§ DIRECTIONS:
Please reproduce the records below exactly, omitting any pictures they contain.

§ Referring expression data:
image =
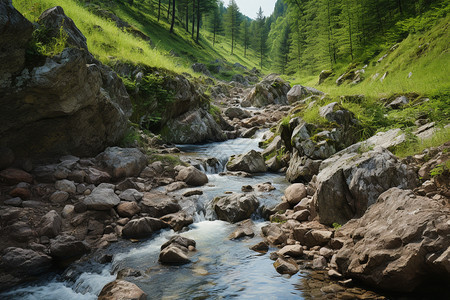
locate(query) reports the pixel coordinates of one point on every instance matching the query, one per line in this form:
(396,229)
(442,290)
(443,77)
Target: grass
(416,146)
(424,54)
(104,39)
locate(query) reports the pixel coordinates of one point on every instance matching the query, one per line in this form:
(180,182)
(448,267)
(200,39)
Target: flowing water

§ EXERCISE RESPONSE:
image =
locate(query) reports the pixel coordinates of one point on every instance matching the query, one per line in this form:
(396,229)
(442,290)
(443,77)
Target: grass
(416,146)
(424,54)
(104,39)
locate(query) reports the pixel coordinates of one point on every instance matching the query, one per line in this form:
(180,182)
(448,267)
(200,39)
Target: flowing water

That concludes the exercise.